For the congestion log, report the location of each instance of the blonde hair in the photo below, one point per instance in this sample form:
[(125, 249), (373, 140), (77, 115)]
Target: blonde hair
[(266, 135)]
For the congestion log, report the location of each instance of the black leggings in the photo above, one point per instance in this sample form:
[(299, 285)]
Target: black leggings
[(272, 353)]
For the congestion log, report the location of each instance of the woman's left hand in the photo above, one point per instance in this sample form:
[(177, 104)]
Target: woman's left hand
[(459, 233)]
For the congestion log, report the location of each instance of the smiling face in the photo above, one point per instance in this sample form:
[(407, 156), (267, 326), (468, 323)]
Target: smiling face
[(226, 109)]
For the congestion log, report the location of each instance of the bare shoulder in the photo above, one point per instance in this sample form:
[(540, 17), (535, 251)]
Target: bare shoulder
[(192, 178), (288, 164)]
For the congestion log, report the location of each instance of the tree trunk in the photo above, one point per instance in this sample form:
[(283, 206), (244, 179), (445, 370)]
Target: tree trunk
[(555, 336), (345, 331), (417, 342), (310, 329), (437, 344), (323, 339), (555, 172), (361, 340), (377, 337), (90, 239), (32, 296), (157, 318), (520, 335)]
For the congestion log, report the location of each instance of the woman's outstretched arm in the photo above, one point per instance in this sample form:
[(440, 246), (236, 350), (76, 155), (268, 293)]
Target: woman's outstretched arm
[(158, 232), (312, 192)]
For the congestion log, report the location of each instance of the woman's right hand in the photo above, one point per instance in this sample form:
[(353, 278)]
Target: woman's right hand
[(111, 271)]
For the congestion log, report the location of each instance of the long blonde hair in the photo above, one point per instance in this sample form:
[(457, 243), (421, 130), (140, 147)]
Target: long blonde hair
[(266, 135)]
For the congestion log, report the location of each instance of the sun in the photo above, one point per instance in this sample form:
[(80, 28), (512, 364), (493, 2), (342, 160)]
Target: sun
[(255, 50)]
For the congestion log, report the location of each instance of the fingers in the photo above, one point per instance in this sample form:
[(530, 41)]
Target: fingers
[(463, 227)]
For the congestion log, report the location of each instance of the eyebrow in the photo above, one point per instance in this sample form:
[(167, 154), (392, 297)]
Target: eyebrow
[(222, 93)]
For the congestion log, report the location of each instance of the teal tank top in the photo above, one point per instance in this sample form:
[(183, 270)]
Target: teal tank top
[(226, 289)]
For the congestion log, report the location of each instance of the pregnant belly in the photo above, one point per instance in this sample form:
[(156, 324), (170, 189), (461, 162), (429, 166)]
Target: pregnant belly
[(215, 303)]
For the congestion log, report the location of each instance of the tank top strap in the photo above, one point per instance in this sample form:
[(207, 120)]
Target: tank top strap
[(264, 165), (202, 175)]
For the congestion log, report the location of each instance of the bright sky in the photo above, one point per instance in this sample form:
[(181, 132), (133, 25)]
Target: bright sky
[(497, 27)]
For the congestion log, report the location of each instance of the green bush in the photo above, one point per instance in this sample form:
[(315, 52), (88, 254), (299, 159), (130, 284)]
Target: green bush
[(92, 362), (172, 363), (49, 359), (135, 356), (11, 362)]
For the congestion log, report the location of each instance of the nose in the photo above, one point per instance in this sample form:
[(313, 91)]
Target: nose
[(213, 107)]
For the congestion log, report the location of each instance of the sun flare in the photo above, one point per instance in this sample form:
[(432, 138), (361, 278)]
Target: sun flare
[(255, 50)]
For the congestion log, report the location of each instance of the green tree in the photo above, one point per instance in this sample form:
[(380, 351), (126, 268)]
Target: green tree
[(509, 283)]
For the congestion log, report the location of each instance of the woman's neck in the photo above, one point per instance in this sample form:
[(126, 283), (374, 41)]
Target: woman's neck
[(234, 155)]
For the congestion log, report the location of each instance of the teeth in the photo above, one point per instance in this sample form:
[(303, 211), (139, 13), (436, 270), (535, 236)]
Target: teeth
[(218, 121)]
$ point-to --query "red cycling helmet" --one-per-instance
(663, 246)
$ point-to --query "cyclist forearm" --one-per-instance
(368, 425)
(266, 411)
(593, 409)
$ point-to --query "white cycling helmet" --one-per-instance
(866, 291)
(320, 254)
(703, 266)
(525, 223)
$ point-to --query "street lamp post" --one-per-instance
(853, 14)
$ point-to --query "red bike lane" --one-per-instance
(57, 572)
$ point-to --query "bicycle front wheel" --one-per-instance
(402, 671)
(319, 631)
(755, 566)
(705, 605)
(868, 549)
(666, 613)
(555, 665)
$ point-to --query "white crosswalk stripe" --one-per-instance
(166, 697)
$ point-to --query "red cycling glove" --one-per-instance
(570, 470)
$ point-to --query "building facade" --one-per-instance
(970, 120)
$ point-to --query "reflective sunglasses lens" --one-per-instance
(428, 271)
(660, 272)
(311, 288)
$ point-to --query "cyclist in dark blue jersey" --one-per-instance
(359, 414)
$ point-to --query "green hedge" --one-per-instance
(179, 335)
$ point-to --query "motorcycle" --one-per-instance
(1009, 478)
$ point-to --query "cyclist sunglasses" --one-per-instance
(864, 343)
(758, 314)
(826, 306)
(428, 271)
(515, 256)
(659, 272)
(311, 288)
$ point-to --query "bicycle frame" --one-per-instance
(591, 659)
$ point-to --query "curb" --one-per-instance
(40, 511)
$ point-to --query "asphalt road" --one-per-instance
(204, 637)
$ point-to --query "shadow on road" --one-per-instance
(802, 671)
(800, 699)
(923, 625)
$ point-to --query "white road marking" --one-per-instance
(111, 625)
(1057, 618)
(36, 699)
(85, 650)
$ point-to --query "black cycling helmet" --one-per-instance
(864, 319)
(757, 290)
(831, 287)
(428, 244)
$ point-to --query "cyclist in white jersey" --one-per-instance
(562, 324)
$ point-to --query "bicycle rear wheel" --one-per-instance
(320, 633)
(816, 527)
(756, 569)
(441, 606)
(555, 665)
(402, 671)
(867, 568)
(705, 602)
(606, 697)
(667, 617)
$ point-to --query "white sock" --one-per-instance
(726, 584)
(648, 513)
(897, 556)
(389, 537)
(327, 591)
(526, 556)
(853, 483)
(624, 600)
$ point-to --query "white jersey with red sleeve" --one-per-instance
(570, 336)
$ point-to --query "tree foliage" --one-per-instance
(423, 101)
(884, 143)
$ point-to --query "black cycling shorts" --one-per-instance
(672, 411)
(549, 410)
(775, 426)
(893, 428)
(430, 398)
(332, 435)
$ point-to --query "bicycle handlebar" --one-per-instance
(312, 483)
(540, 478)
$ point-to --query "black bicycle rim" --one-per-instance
▬▬▬▬▬▬
BRIEF = Rewrite every line of the data above as a numbered list, skipping any blank lines.

REPLY =
1. For the congestion log, report the location of each instance of the blonde hair in the photo below, one point per instance in this sample form:
2. [(125, 249), (373, 140), (77, 115)]
3. Target: blonde hair
4. [(266, 135)]
5. For the congestion log, report the location of each instance of the black leggings in the photo above, one point per instance in this sample form:
6. [(299, 285)]
7. Target: black leggings
8. [(272, 353)]
9. For the congestion log, report the location of each instance of the woman's left hand in the photo above, one point per instance in this sample form:
10. [(177, 104)]
11. Target: woman's left hand
12. [(459, 233)]
13. For the congestion log, report the location of each instance of the smiling face in the photo above, one point per instance in this sample form:
14. [(407, 156), (267, 326), (468, 323)]
15. Target: smiling face
16. [(226, 109)]
17. For the congestion log, report the location of each instance of the bare shoulder in the photo above, one point per instance in this sample form:
18. [(540, 17), (535, 251)]
19. Target: bare shoulder
20. [(192, 178), (288, 164)]
21. For the congestion log, report the location of each instance of the tree trunk in the photo above, one point per instance in this sample form:
22. [(283, 206), (244, 179), (445, 370)]
23. Target: tree trunk
24. [(555, 336), (345, 331), (417, 342), (310, 329), (437, 344), (323, 339), (555, 172), (361, 340), (377, 337), (90, 239), (32, 296), (157, 318), (520, 335)]
25. For the congestion log, report the location of each instance of the woman's outstretched arm in the photo above, one point per instance in this sample form:
26. [(440, 246), (236, 350), (76, 155), (268, 293)]
27. Target: woman's outstretched arm
28. [(158, 232), (312, 192)]
29. For the congestion log, report the location of each instance of the woman's right hand in the photo above, one point per instance in this sample form:
30. [(353, 278)]
31. Target: woman's right hand
32. [(111, 271)]
33. For the congestion log, report the location of each instance of the long blonde hair in the photo above, one point per instance in this sample form:
34. [(457, 243), (421, 130), (140, 147)]
35. Target: long blonde hair
36. [(266, 135)]
37. For the congestion log, report the location of each instance of the sun in the photo above, one point per instance in this sample form:
38. [(80, 28), (512, 364), (493, 2), (342, 160)]
39. Target: sun
40. [(255, 50)]
41. For the congestion log, report the location of each instance of the fingers in the photo above, one point per instance in this sample form:
42. [(530, 41)]
43. Target: fingers
44. [(463, 227)]
45. For the congestion log, report the location of each instance of the eyebrow in the photo above, one point per instance in this sample form:
46. [(167, 154), (392, 297)]
47. Target: eyebrow
48. [(222, 93)]
49. For the congestion log, report the location of each instance of the teal tank top in the photo above, one point per instance in this sample form:
50. [(183, 270)]
51. Target: teal tank top
52. [(226, 289)]
53. For the congestion log, report the location of each instance of the pregnant belly in the photo above, one point per instance in this sample form:
54. [(156, 324), (170, 189), (461, 162), (429, 166)]
55. Target: pregnant belly
56. [(215, 303)]
57. For the congestion log, report the location of each instance of the tank top strap in the photo above, one point per instance in this sample form:
58. [(207, 120)]
59. Target: tank top strap
60. [(264, 165), (202, 175)]
61. For the congestion log, report the location of each instance of the bright sky in the photo above, one point per instance in this sample form:
62. [(181, 132), (133, 25)]
63. Target: bright sky
64. [(497, 27)]
65. For the congestion log, report the location of each instance of the green bush in the photo above, one point per instance in this sample form:
66. [(315, 52), (88, 254), (299, 159), (130, 284)]
67. Target: green bush
68. [(92, 362), (172, 363), (49, 359), (135, 356), (11, 362)]
69. For the congestion log, report the location of each instance of the nose in the photo above, one point per instance in this sample form:
70. [(313, 91)]
71. Target: nose
72. [(213, 107)]
73. For the congestion log, report the location of each instance of the sun flare in the photo above, one point per instance in this sample form:
74. [(432, 138), (361, 278)]
75. Target: sun flare
76. [(255, 50)]
77. For the congestion log, report the location of each instance of the green tree in the photo above, one point per instance in this sample form:
78. [(380, 351), (126, 268)]
79. Target: green tree
80. [(509, 283)]
81. For the congestion log, report the location of each instance of the woman's neck in the photo above, one point per instance in this sample form:
82. [(126, 283), (374, 41)]
83. Target: woman's neck
84. [(234, 155)]
85. For the congestion log, report the location of each instance of the teeth in the photo above, one point per instance in this sample form:
86. [(303, 211), (139, 13), (436, 270), (535, 236)]
87. Target: teeth
88. [(218, 121)]
89. $ point-to --query "red cycling helmet" --one-per-instance
90. (663, 246)
91. $ point-to --query "cyclist forearm" --one-per-instance
92. (368, 425)
93. (266, 411)
94. (593, 409)
95. $ point-to --query "white cycling helmet" --one-per-instance
96. (866, 291)
97. (320, 254)
98. (703, 266)
99. (525, 223)
100. $ point-to --query "street lamp post" --one-per-instance
101. (853, 14)
102. $ point-to --query "red bike lane" --one-per-instance
103. (57, 572)
104. $ point-to --query "bicycle front wheel" --one-per-instance
105. (402, 671)
106. (319, 631)
107. (755, 566)
108. (705, 605)
109. (868, 549)
110. (666, 613)
111. (555, 665)
112. $ point-to --query "white crosswalk stripe" --one-per-instance
113. (166, 697)
114. $ point-to --query "red cycling glove" --one-per-instance
115. (570, 470)
116. $ point-to --query "building facade" --one-per-instance
117. (970, 120)
118. $ point-to --query "reflective sunglasses lens" --one-per-instance
119. (428, 271)
120. (660, 272)
121. (311, 288)
122. $ point-to --query "cyclist in dark blue jersey" --one-per-instance
123. (359, 414)
124. $ point-to --query "green hedge" --one-per-instance
125. (179, 335)
126. $ point-to --query "motorcycle" --one-per-instance
127. (1009, 478)
128. $ point-to --query "cyclist sunglasses" --one-per-instance
129. (864, 343)
130. (758, 314)
131. (826, 306)
132. (428, 271)
133. (515, 256)
134. (659, 272)
135. (311, 288)
136. $ point-to --query "bicycle frame" --one-per-instance
137. (591, 659)
138. $ point-to --query "curb" --one-per-instance
139. (40, 511)
140. $ point-to --query "asphalt road" --one-per-instance
141. (204, 637)
142. $ point-to --query "shadow on road" --one-per-instance
143. (802, 671)
144. (800, 699)
145. (923, 625)
146. $ point-to --query "white road marking" --one-per-instance
147. (111, 625)
148. (1057, 618)
149. (36, 699)
150. (85, 650)
151. $ point-to --query "black cycling helmet" --one-per-instance
152. (864, 319)
153. (757, 290)
154. (831, 287)
155. (428, 244)
156. $ point-to --query "cyclist in white jersey" --one-per-instance
157. (562, 324)
158. $ point-to --query "bicycle rear wheel" --one-per-instance
159. (320, 633)
160. (816, 527)
161. (756, 569)
162. (441, 606)
163. (555, 665)
164. (402, 671)
165. (867, 568)
166. (705, 602)
167. (606, 697)
168. (667, 617)
169. $ point-to --query "white sock" --one-per-instance
170. (726, 584)
171. (648, 513)
172. (897, 556)
173. (389, 537)
174. (327, 591)
175. (526, 556)
176. (853, 483)
177. (624, 600)
178. $ point-to --query "white jersey with red sleeve" --one-per-instance
179. (570, 336)
180. $ point-to --query "tree foliage" --one-per-instance
181. (423, 101)
182. (884, 143)
183. $ point-to --query "black cycling shorts" --one-per-instance
184. (672, 411)
185. (549, 410)
186. (775, 426)
187. (893, 428)
188. (430, 398)
189. (332, 435)
190. $ point-to --query "bicycle handlebar" --one-per-instance
191. (312, 483)
192. (540, 478)
193. $ point-to --query "black bicycle rim" --one-per-instance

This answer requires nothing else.